[Photo labels with boxes]
>>
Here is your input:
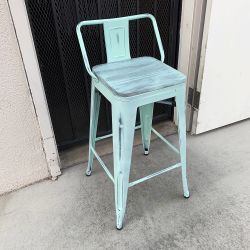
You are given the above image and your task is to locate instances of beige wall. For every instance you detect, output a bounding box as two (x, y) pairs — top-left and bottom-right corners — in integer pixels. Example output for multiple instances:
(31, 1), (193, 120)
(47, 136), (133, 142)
(0, 0), (49, 194)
<<
OBJECTIVE →
Update the lines above so that "beige wall" becomes "painted wall" and nothing else changes. Leave the pictures out of your answer.

EXERCISE RESPONSE →
Here is your input:
You are given the above image and your task is to locate instances of painted wall. For every instance you detect, output a bounding box as two (x, y) pairs — top-left and bottom-right corners — in integer pixels. Example output for multiple instances:
(31, 1), (193, 120)
(47, 136), (133, 142)
(0, 0), (49, 194)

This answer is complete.